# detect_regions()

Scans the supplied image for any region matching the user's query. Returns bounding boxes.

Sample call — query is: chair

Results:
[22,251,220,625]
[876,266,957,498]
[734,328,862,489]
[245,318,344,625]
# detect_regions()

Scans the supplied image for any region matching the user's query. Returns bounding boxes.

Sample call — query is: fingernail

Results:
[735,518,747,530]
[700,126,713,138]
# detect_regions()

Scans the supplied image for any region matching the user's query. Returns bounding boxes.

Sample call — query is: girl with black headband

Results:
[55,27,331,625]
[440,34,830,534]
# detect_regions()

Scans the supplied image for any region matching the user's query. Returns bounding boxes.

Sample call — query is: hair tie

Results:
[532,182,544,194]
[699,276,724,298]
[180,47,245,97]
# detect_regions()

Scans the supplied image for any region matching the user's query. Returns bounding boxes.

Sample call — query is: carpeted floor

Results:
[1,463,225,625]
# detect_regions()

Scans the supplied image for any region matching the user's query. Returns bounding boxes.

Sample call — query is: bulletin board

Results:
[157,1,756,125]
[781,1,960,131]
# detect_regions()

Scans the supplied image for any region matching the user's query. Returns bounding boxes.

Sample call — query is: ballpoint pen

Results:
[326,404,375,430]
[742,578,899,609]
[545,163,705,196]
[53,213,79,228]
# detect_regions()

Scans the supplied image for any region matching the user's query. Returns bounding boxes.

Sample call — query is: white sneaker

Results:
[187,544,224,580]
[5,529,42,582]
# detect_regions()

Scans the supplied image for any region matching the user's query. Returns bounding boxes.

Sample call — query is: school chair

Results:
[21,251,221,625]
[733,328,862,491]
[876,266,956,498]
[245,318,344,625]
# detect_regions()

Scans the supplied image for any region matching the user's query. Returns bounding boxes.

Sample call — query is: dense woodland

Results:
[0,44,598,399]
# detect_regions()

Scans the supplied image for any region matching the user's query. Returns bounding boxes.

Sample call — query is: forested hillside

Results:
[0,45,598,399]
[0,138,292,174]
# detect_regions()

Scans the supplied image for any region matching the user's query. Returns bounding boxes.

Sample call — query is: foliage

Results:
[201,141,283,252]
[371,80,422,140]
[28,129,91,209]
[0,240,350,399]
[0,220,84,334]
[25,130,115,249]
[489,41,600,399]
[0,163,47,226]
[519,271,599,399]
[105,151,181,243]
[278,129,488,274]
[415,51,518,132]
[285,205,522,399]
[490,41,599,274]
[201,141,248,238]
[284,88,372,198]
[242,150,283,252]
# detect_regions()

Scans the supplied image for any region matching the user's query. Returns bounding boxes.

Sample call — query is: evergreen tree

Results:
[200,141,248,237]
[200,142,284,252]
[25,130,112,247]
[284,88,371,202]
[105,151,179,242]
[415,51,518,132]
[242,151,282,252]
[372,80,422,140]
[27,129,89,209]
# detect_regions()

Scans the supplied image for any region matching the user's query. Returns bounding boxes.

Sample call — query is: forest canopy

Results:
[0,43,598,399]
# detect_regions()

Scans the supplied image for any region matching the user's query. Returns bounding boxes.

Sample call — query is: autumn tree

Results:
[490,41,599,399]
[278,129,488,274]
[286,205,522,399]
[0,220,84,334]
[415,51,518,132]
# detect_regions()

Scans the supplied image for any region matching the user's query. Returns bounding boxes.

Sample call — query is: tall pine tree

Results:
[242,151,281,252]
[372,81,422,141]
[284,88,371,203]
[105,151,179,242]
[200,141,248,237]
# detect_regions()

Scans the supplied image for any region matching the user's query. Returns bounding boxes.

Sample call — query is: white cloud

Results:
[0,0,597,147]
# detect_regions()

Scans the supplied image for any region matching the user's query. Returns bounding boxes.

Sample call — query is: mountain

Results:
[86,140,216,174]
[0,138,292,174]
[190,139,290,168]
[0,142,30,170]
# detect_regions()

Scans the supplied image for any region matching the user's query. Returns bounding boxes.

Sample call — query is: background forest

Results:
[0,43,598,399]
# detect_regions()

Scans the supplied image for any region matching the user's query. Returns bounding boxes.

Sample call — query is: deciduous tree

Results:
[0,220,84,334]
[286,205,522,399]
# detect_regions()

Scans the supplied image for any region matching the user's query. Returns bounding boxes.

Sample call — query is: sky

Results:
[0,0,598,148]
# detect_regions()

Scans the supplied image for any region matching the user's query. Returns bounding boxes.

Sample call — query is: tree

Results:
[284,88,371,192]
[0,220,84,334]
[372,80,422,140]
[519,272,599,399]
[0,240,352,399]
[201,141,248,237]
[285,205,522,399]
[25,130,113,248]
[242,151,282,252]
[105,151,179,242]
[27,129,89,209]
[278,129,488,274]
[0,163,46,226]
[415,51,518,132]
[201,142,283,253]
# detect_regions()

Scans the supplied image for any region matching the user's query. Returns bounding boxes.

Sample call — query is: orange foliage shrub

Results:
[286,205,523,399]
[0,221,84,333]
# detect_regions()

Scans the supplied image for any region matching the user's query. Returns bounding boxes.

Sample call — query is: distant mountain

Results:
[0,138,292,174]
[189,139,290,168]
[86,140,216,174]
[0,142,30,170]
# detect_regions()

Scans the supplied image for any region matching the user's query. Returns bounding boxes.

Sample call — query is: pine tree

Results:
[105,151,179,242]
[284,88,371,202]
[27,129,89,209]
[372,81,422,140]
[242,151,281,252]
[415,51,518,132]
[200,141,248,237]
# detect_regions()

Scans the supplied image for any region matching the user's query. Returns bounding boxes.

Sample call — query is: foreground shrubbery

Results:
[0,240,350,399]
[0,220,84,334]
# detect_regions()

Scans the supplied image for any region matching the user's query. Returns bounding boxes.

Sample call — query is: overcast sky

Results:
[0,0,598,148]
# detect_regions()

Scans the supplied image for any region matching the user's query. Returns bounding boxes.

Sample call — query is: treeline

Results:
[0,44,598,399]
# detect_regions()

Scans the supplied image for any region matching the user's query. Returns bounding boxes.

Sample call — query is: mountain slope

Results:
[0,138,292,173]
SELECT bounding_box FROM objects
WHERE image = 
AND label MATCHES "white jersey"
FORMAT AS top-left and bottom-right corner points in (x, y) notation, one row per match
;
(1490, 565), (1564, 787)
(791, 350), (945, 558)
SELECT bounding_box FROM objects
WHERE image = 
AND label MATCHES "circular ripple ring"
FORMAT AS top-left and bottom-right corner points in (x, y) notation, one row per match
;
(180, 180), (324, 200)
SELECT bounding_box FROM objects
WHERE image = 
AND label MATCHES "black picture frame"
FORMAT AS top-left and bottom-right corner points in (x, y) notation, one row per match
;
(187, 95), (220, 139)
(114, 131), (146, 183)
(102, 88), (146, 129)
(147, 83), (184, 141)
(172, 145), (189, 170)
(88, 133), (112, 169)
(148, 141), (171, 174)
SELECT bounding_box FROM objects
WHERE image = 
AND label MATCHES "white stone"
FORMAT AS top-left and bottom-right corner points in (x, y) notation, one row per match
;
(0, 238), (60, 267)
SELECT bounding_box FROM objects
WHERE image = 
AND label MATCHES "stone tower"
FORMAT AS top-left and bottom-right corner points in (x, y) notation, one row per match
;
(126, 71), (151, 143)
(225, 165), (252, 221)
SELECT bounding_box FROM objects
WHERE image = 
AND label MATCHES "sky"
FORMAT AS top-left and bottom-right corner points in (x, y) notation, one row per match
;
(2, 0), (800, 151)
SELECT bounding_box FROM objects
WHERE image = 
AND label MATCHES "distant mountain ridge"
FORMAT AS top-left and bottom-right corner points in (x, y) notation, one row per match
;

#### Aim of the exercise
Each record above should be given again exactly as it appears.

#### Task result
# detect_regions()

Scans the supplied image for any region matching the user's query. Returns bounding boxes.

Sample call — query is: chair

Results:
[22,251,220,625]
[876,266,957,498]
[734,328,862,489]
[245,318,344,625]
# detect_regions()

Scans the supplied image for any region matching the user's query. Returns bounding boxes.

Sample call — query is: fingernail

Results:
[735,518,747,530]
[700,126,713,138]
# detect_regions()

Scans the supplied image for any region matching the user's query. Returns bounding boxes.

Sample call — query is: girl with black headband

Results:
[55,27,331,625]
[440,34,830,534]
# detect_regions()

Scans the supplied image for any region matching the user's query. Returns bounding boxes.

Sample call — query is: hair tie

Results:
[532,182,544,194]
[699,276,724,298]
[180,47,245,97]
# detect_regions()

Scans the supplied image for any region matching the user's query. Returns bounding boxes.

Sample call — query is: carpeted floor

Results:
[1,463,225,625]
# detect_regions()

Scans the supplied image for any region matching the user's query. Returns bounding boxes.

Sample call — query is: bulletin board

Results:
[157,1,756,125]
[781,1,960,131]
# detect_regions()

Scans the supplied image for any region matching the user's query. Returns bounding boxes.

Sample call — query is: ballpoint pen

Results:
[326,404,375,430]
[742,578,899,609]
[545,163,705,196]
[53,213,79,228]
# detect_regions()

Scans the supplied image for any region matching the user's query. Returns bounding boxes.

Sample call — query is: white sneaker

Results:
[187,544,224,580]
[5,529,42,582]
# detect_regions()

Scans the supplied image for any region matching the user's query. Returns bounding boxes.

Sample call — query is: school chair

Results:
[21,251,221,625]
[733,328,862,491]
[876,266,956,498]
[245,318,344,625]
# detect_regions()

Scans the supplied image for any region matching the user's query. Returns bounding boxes.

Sample call — query is: dense woodland

Results:
[0,44,598,399]
# detect_regions()

Scans the supplied image for any region matching the user's query. Returns bounding boxes.

Sample call — query is: forested hillside

Results:
[0,45,598,399]
[0,138,292,174]
# detect_regions()

Scans the supplied image for any region matching the user's query. Returns bounding boxes.

Sample call — query is: foliage

Results:
[201,141,283,252]
[371,80,422,140]
[28,129,91,209]
[0,240,350,399]
[0,220,84,334]
[25,130,115,249]
[489,41,600,399]
[0,163,47,226]
[519,271,599,399]
[105,151,181,243]
[278,129,488,274]
[415,51,518,132]
[285,205,522,399]
[490,41,599,274]
[201,141,248,238]
[284,88,372,198]
[242,150,283,252]
# detect_regions()

Scans the supplied image for any region matching the user's query. Returns bounding boxes.

Sample call — query is: evergreen tree

Results:
[200,141,248,237]
[200,142,284,252]
[25,130,112,247]
[284,88,371,202]
[105,151,179,242]
[415,51,518,132]
[242,151,282,252]
[372,80,422,140]
[27,129,89,209]
# detect_regions()

Scans the supplied image for any region matching the user's query. Returns bounding boxes.

Sample call — query is: forest canopy

Results:
[0,43,598,399]
# detect_regions()

Scans the supplied image for any region matching the user's query. Returns bounding boxes.

Sample call — query is: autumn tree

Results:
[490,41,599,399]
[278,129,488,274]
[286,205,522,399]
[0,220,84,334]
[415,51,518,132]
# detect_regions()

Scans the supplied image for any region matching the user's query. Returns bounding boxes.

Sample call — query is: tall pine tree

Results:
[242,151,281,252]
[372,81,422,141]
[284,88,371,203]
[105,151,179,242]
[200,141,248,237]
# detect_regions()

Scans the supplied image for any region matching the user's query. Returns bounding boxes.

Sample call — query is: white cloud

Results:
[0,0,597,147]
# detect_regions()

Scans the supplied image for any region matching the user's query. Returns bounding boxes.

Sample call — query is: mountain

Results:
[86,140,216,174]
[0,138,292,174]
[190,139,290,168]
[0,142,30,170]
# detect_regions()

Scans the supplied image for any region matching the user's query. Returns bounding boxes.

Sample call — query is: background forest

Results:
[0,43,598,399]
# detect_regions()

Scans the supplied image for any region matching the user's query. Returns bounding boxes.

Sample call — query is: deciduous tree

Results:
[0,220,84,334]
[286,205,522,399]
# detect_regions()

Scans the supplied image for any region matching the user's query. Returns bounding boxes.

Sample call — query is: sky

Results:
[0,0,598,148]
# detect_regions()

Scans the supplied image for any region matching the user's query. Returns bounding boxes.

Sample call — query is: tree

Results:
[284,88,371,192]
[0,220,84,334]
[372,80,422,140]
[519,272,599,399]
[0,240,352,399]
[201,141,248,237]
[285,205,522,399]
[25,130,113,248]
[242,151,282,252]
[105,151,179,242]
[27,129,89,209]
[278,129,488,274]
[0,163,46,226]
[415,51,518,132]
[201,142,283,253]
# detect_regions()

Scans the supplied image for any region matching the user's query. Returns bounding boxes.

Sample call — query is: orange foliage shrub

Results:
[286,205,523,399]
[0,221,84,333]
# detect_regions()

Scans the supplied image for any region matching the user's query. Returns bounding boxes.

Sample call — query is: distant mountain

Results:
[0,138,292,174]
[189,139,290,168]
[86,140,216,174]
[0,142,30,170]
# detect_regions()

Scans the supplied image for any region matching the user's query. Returns bounding boxes.

Sample call — query is: pine tree

Results:
[105,151,179,242]
[284,88,371,202]
[27,129,89,209]
[372,81,422,140]
[242,151,281,252]
[415,51,518,132]
[200,141,248,237]
# detect_regions()

Scans the supplied image for any region matching the user's query. Returns bounding boxes.

Sample call — query is: foreground shrubbery

Results:
[0,240,350,399]
[0,220,84,334]
# detect_regions()

Scans the supplied image for any region matching the user's query. Returns bounding boxes.

Sample call — query is: overcast sky

Results:
[0,0,598,148]
# detect_regions()

Scans the supplied image for any region matching the user's query. Returns bounding boxes.

Sample call — query is: treeline

Results:
[0,44,598,399]
# detect_regions()

Scans the supplied image for any region matching the user's query. Returns bounding boxes.

Sample call — query is: mountain slope

Results:
[0,138,292,173]
SELECT bounding_box FROM objects
WHERE image = 
AND label MATCHES "white jersey"
FORMAT AS top-left and bottom-right corner points in (x, y) notation, one row per match
;
(1490, 565), (1564, 787)
(791, 350), (945, 558)
SELECT bounding_box FROM objects
WHERE image = 
AND label MATCHES "circular ripple ring"
FORMAT AS top-left and bottom-right corner points in (x, y) notation, one row per match
;
(180, 180), (324, 200)
SELECT bounding_box FROM objects
WHERE image = 
AND label MATCHES "black picture frame"
FORMAT AS top-left and bottom-right corner points in (x, y) notation, one row per match
;
(187, 95), (220, 139)
(114, 131), (146, 183)
(102, 88), (146, 129)
(147, 83), (184, 141)
(172, 145), (189, 170)
(88, 133), (112, 169)
(148, 141), (171, 174)
SELECT bounding_box FROM objects
WHERE image = 
AND label MATCHES "white stone"
FORMAT AS top-left and bottom-right corner points in (x, y) notation, one row per match
;
(0, 238), (60, 267)
SELECT bounding_box FROM objects
WHERE image = 
AND label MATCHES "stone tower"
FORMAT AS top-left and bottom-right corner points in (x, y) notation, one row per match
;
(126, 71), (151, 143)
(225, 165), (252, 221)
SELECT bounding_box FROM objects
WHERE image = 
AND label MATCHES "sky"
FORMAT AS top-left and bottom-right corner points in (x, y) notation, one row per match
;
(2, 0), (800, 151)
SELECT bounding_box FROM objects
WHERE image = 
AND label MATCHES "distant mountain ridge"
FORMAT AS top-left and bottom-right corner points in (x, y) notation, one row per match
;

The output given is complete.